◆ **TEXT PASSAGE**
Physical therapists urge long-haulers to seek their treatment in COVID-19 recovery

January 28, 2021 12:29 pm / Category: Physical Therapy

The arrival of the new year is a welcome relief. But we’re not out of the pandemic woods yet. Some of us are still recovering from having contracted the coronavirus. If you’re still feeling ‘off’, here’s an encouraging article about how to treat the long-term effects.

WORCESTER, MA — As health officials continue to warn that patients experience long-term COVID-19 symptoms may need extra medical attention, an emerging treatment for ‘long-haulers’ may be physical therapy.

Physical therapists warn that not getting the proper treatment may be dangerous.

“With these types of problems, you’re looking at prolonged debilitations,” explained Jimmy Kakouris, a physical therapist at Worcester Physical Therapy Services. “A lot of times we don’t know what the full effect is.

According to Kakouris, many of the common long-term COVID-19 symptoms are treatable.

On Friday he told Boston-25 News that he believes more people will begin to seek help as positive cases continue to surge in Massachusetts.

“Physical therapists can be the best provider to help them get better and improve functions in a faster and effective way.”

According to the Center for Disease Control and Prevention (CDC), the most commonly reported long-term COVID-19 symptoms include:

  • Fatigue
  • Shortness of breath
  • Cough
  • Joint pain
  • Chest pain

Other reported long-term symptoms include:

  • Difficulty with thinking and concentration (sometimes referred to as “brain fog”)
  • Depression
  • Muscle pain
  • Headache
  • Intermittent fever
  • Fast-beating or pounding heart (also known as heart palpitations)

Kakouris warned that not getting proper treatment can hurt a patient’s chance at recovery.

“The biggest risk in people who are maybe osteoporotic or older, or elderly patients, is they could fall and break a hip,” he explained.

According to medical experts, once COVID-19 is in the chest, it can impact a person’s airways and cause inflammation.

Kakouris told Boston-25 News that diaphragmatic breathing can help with that, and that he teaches his patients to breathe from the stomach instead of the chest.

“The belly takes in a bigger, deeper breath, using muscles that are more effective at breathing,” he said.

He added that physical therapy can also help people who have trouble with balance and other cardiovascular issues.

“We definitely should be the first source in post-rehab following any kind of COVID, the flu, or any other long-term illness.”

◆ **INSTRUCTIONS TO FOLLOW**
Copy the passage of the article on physical therapy for COVID-19 long-haulers from "The arrival of" up to and including "full effect is.", replacing "welcome relief" with "much-needed relief".

◆ **DATA**
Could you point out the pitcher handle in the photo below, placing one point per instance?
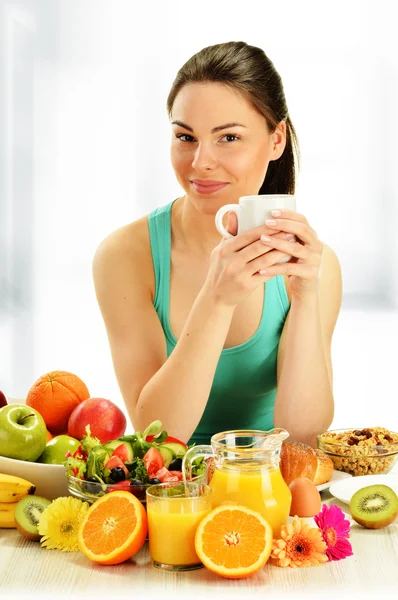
(191, 454)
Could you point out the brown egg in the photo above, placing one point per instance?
(306, 500)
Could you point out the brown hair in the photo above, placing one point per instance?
(248, 70)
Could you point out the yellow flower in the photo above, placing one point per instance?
(59, 524)
(299, 546)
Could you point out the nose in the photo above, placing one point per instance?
(204, 158)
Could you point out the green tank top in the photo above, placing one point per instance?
(244, 386)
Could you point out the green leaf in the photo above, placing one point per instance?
(152, 429)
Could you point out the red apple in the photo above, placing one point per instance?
(3, 400)
(107, 422)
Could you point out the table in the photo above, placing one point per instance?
(29, 571)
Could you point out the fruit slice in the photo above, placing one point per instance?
(233, 541)
(7, 519)
(114, 529)
(13, 489)
(27, 514)
(374, 506)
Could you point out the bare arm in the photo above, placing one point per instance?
(174, 389)
(304, 404)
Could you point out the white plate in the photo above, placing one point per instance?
(336, 476)
(344, 490)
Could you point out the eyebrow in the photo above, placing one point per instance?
(214, 130)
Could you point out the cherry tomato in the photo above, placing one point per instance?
(170, 477)
(176, 474)
(153, 462)
(115, 461)
(169, 438)
(120, 486)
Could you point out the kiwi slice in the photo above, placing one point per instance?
(27, 514)
(374, 506)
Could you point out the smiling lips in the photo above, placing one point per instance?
(207, 186)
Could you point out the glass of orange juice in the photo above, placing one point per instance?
(174, 512)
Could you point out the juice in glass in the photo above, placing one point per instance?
(246, 471)
(263, 490)
(173, 519)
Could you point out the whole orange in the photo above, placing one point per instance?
(55, 395)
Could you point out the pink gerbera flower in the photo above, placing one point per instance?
(335, 530)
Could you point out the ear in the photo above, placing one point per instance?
(278, 141)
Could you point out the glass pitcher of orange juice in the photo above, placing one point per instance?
(246, 471)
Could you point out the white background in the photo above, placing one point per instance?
(85, 149)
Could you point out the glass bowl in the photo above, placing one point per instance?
(90, 491)
(369, 451)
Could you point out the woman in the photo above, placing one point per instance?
(207, 334)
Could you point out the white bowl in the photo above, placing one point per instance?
(50, 480)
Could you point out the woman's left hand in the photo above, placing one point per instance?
(304, 267)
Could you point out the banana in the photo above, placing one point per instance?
(13, 489)
(7, 518)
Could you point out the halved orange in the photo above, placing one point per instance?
(233, 541)
(114, 528)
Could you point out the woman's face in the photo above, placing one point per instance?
(220, 146)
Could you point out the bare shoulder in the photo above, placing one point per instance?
(125, 251)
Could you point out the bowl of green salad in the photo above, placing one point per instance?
(131, 463)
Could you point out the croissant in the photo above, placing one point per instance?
(300, 460)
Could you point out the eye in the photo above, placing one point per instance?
(231, 135)
(180, 136)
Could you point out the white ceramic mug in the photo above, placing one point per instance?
(252, 211)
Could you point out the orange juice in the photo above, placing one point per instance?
(172, 524)
(262, 489)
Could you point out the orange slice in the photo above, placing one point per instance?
(114, 528)
(233, 541)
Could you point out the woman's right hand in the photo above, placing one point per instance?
(235, 263)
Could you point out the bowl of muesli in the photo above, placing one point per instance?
(369, 451)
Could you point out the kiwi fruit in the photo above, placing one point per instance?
(374, 506)
(27, 514)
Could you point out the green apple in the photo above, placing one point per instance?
(23, 433)
(54, 452)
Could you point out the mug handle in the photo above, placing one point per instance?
(219, 217)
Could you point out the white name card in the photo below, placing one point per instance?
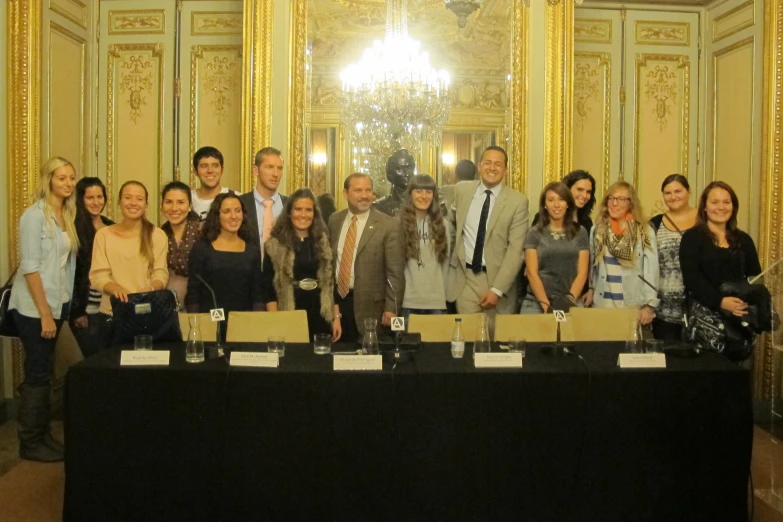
(641, 360)
(358, 362)
(255, 359)
(144, 358)
(498, 360)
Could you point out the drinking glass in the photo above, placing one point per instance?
(142, 342)
(322, 343)
(276, 345)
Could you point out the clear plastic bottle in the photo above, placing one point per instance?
(457, 340)
(194, 351)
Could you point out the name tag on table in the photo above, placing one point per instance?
(641, 360)
(498, 360)
(255, 359)
(358, 362)
(144, 358)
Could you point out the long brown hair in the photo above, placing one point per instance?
(284, 230)
(570, 227)
(732, 231)
(145, 248)
(410, 229)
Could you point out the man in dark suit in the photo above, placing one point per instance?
(369, 260)
(263, 204)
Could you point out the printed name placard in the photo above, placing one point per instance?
(144, 358)
(358, 362)
(255, 359)
(498, 360)
(641, 360)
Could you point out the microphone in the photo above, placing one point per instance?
(218, 343)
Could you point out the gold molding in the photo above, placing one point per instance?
(257, 84)
(558, 150)
(519, 97)
(153, 23)
(84, 96)
(717, 36)
(661, 36)
(683, 62)
(81, 22)
(297, 91)
(114, 52)
(197, 52)
(604, 60)
(234, 25)
(767, 361)
(23, 134)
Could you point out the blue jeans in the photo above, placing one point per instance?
(38, 352)
(406, 312)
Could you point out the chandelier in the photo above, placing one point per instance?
(392, 98)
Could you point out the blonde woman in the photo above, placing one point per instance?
(40, 300)
(128, 257)
(623, 247)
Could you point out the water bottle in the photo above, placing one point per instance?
(457, 340)
(634, 342)
(194, 350)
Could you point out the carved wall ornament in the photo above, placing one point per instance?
(661, 87)
(136, 79)
(662, 33)
(586, 87)
(219, 80)
(149, 21)
(593, 31)
(204, 23)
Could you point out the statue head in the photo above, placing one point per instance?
(400, 168)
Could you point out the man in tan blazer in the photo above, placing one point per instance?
(490, 221)
(369, 260)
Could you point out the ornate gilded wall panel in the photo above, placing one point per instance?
(66, 97)
(733, 123)
(662, 33)
(135, 132)
(662, 123)
(732, 21)
(144, 21)
(593, 114)
(216, 106)
(205, 23)
(74, 10)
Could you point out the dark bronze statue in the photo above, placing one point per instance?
(400, 168)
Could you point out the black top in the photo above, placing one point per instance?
(305, 267)
(235, 277)
(81, 281)
(705, 265)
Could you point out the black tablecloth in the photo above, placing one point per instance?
(563, 439)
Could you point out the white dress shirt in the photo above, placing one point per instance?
(470, 229)
(361, 221)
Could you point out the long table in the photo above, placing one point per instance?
(563, 439)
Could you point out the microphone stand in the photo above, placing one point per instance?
(217, 350)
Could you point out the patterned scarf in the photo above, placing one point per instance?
(619, 238)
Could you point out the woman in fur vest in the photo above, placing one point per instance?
(298, 270)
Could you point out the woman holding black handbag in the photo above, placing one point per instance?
(40, 301)
(129, 257)
(712, 253)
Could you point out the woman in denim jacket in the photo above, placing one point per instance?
(40, 300)
(622, 248)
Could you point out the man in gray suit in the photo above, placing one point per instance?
(369, 260)
(491, 221)
(263, 204)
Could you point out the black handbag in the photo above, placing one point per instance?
(7, 323)
(146, 313)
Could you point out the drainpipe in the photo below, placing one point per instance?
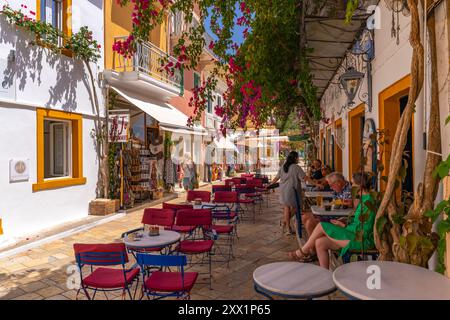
(425, 92)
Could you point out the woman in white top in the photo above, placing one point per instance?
(189, 172)
(290, 176)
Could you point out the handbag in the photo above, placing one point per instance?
(273, 186)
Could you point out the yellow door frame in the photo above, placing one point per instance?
(387, 98)
(357, 111)
(337, 151)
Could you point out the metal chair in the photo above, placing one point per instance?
(101, 278)
(162, 284)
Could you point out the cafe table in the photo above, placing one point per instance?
(293, 280)
(315, 194)
(387, 280)
(163, 240)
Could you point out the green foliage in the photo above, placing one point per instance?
(352, 5)
(443, 227)
(81, 44)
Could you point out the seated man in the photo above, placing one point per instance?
(342, 191)
(322, 184)
(315, 172)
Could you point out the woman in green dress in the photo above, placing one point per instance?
(336, 235)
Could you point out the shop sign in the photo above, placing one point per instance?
(118, 127)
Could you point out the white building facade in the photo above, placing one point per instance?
(48, 160)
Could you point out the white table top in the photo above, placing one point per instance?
(318, 211)
(314, 194)
(399, 281)
(165, 238)
(294, 279)
(210, 205)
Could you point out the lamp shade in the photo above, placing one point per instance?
(351, 81)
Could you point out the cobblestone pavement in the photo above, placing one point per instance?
(43, 272)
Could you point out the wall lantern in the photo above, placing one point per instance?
(351, 81)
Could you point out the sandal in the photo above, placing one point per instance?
(305, 258)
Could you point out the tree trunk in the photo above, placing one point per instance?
(425, 196)
(416, 225)
(398, 145)
(100, 140)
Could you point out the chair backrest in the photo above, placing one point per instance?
(245, 189)
(110, 254)
(159, 217)
(239, 180)
(160, 260)
(220, 188)
(298, 213)
(176, 207)
(229, 182)
(255, 183)
(195, 194)
(194, 218)
(226, 197)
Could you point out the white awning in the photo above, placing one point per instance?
(224, 143)
(169, 117)
(185, 131)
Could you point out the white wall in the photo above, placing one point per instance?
(43, 79)
(393, 62)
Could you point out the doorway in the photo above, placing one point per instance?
(356, 118)
(408, 183)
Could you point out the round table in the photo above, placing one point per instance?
(164, 239)
(315, 194)
(397, 281)
(293, 280)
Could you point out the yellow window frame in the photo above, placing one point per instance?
(67, 15)
(77, 150)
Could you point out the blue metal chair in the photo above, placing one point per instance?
(162, 284)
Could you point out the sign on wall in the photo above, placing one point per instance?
(7, 80)
(19, 170)
(118, 127)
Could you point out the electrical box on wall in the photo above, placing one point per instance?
(8, 77)
(19, 170)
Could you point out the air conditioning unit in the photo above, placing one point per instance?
(19, 170)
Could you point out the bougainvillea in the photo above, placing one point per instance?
(266, 76)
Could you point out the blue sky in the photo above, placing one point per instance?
(238, 30)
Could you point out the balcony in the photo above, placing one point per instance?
(143, 72)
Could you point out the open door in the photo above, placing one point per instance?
(356, 119)
(392, 103)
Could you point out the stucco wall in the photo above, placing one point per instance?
(42, 79)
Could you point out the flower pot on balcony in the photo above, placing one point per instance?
(103, 207)
(157, 194)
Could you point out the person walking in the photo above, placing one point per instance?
(189, 172)
(290, 175)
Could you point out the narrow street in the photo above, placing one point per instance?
(43, 272)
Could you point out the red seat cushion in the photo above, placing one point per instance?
(171, 281)
(192, 246)
(222, 228)
(252, 195)
(110, 278)
(181, 229)
(224, 215)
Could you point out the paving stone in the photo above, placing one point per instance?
(41, 272)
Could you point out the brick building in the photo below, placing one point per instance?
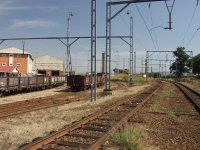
(48, 65)
(13, 59)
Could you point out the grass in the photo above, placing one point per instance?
(171, 114)
(155, 105)
(128, 138)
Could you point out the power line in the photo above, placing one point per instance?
(125, 22)
(152, 22)
(189, 24)
(194, 34)
(146, 25)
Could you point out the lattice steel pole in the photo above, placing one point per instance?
(131, 52)
(108, 47)
(134, 63)
(93, 49)
(69, 64)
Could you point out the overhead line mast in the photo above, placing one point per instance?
(109, 18)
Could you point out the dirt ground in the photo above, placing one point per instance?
(169, 121)
(23, 128)
(34, 94)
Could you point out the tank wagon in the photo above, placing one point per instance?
(82, 82)
(10, 85)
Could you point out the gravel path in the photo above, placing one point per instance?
(170, 121)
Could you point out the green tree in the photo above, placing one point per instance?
(196, 64)
(182, 63)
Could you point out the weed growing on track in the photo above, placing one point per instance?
(128, 138)
(155, 105)
(171, 114)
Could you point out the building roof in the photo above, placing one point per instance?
(13, 50)
(8, 69)
(48, 57)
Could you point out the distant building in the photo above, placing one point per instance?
(48, 65)
(13, 60)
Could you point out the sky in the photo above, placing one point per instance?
(48, 18)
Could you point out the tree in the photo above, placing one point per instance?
(182, 63)
(196, 64)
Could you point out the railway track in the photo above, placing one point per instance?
(192, 95)
(94, 130)
(20, 107)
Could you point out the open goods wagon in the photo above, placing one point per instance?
(17, 84)
(78, 82)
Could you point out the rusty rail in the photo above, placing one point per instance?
(94, 130)
(192, 95)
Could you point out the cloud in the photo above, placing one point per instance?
(33, 24)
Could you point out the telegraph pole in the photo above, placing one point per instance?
(69, 64)
(93, 49)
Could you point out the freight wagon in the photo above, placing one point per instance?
(82, 82)
(16, 84)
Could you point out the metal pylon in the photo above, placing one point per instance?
(108, 46)
(131, 52)
(93, 49)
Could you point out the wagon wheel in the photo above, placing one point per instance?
(1, 94)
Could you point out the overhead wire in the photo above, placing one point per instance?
(152, 22)
(194, 34)
(145, 23)
(125, 22)
(188, 26)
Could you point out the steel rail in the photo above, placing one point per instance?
(43, 143)
(192, 95)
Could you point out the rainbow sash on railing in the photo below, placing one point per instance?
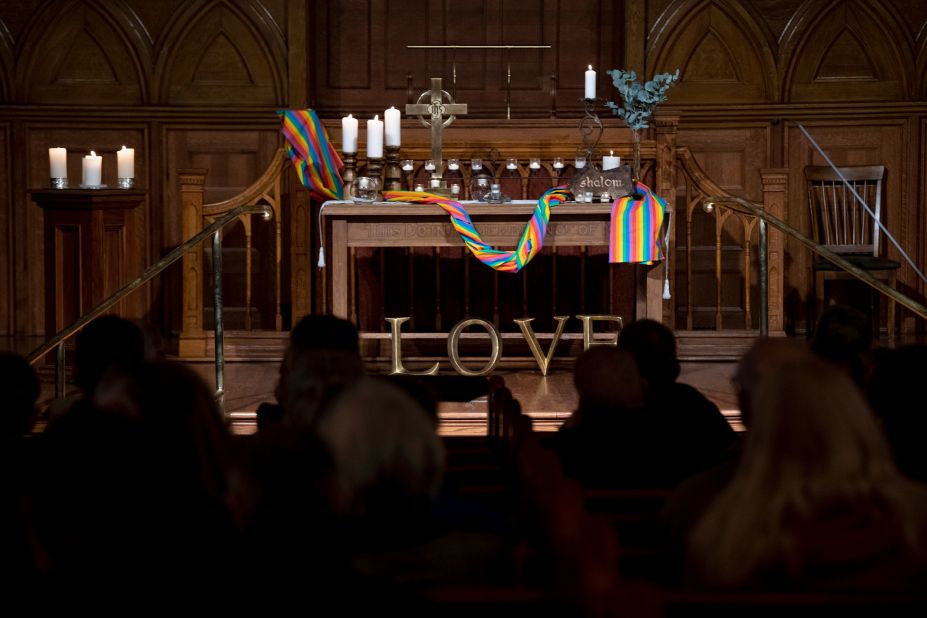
(317, 163)
(635, 228)
(530, 243)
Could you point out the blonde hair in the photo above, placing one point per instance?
(814, 446)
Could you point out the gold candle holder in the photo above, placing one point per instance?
(350, 171)
(375, 167)
(392, 173)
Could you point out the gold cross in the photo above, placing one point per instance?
(435, 108)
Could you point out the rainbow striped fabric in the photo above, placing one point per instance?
(635, 228)
(317, 163)
(530, 243)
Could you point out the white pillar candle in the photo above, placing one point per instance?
(391, 116)
(375, 138)
(92, 170)
(590, 83)
(58, 162)
(125, 163)
(349, 134)
(610, 161)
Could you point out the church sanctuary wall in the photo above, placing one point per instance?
(195, 84)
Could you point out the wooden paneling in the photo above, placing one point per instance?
(364, 64)
(719, 52)
(220, 55)
(849, 53)
(80, 56)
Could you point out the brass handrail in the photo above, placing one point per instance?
(213, 229)
(757, 210)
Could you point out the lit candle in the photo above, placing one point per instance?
(392, 126)
(125, 163)
(92, 170)
(375, 138)
(590, 83)
(349, 134)
(58, 162)
(610, 162)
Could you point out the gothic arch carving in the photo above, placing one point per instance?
(846, 50)
(722, 51)
(214, 52)
(88, 52)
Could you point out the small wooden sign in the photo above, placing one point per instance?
(616, 182)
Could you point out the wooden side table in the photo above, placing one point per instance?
(87, 250)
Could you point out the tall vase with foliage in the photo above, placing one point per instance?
(639, 102)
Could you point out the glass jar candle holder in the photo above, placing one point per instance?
(365, 189)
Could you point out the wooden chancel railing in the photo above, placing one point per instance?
(713, 260)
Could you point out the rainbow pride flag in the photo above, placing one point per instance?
(317, 163)
(635, 228)
(529, 244)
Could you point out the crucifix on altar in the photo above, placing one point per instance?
(432, 113)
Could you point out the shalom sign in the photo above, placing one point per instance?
(495, 339)
(616, 182)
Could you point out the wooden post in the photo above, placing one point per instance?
(192, 339)
(775, 190)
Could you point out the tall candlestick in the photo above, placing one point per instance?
(58, 162)
(125, 163)
(610, 161)
(349, 134)
(590, 84)
(92, 170)
(391, 116)
(375, 138)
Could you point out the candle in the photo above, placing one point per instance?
(58, 162)
(349, 134)
(375, 138)
(92, 170)
(392, 126)
(590, 83)
(610, 162)
(125, 163)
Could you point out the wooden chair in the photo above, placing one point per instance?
(840, 223)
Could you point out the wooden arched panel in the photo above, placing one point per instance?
(80, 56)
(215, 54)
(849, 51)
(721, 51)
(6, 63)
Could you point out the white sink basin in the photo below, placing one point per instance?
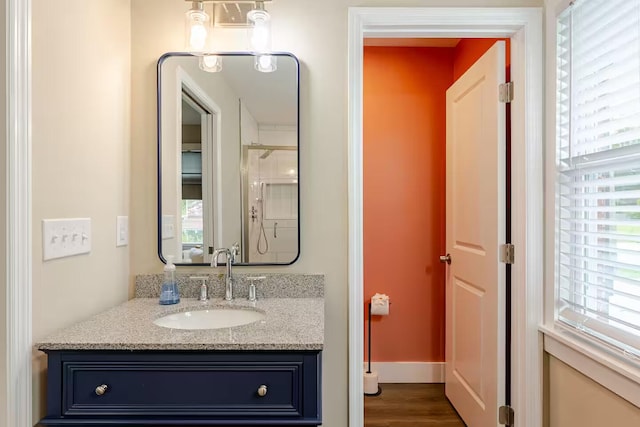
(215, 318)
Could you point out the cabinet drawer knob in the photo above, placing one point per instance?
(262, 390)
(101, 389)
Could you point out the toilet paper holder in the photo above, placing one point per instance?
(379, 390)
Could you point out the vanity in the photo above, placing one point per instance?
(119, 368)
(235, 128)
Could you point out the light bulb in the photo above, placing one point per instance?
(211, 63)
(196, 28)
(265, 63)
(259, 30)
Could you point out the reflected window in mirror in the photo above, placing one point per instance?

◆ **REPLY**
The arrival of the new year is a much-needed relief. But we’re not out of the pandemic woods yet. Some of us are still recovering from having contracted the coronavirus. If you’re still feeling ‘off’, here’s an encouraging article about how to treat the long-term effects.

WORCESTER, MA — As health officials continue to warn that patients experience long-term COVID-19 symptoms may need extra medical attention, an emerging treatment for ‘long-haulers’ may be physical therapy.

Physical therapists warn that not getting the proper treatment may be dangerous.

“With these types of problems, you’re looking at prolonged debilitations,” explained Jimmy Kakouris, a physical therapist at Worcester Physical Therapy Services. “A lot of times we don’t know what the full effect is.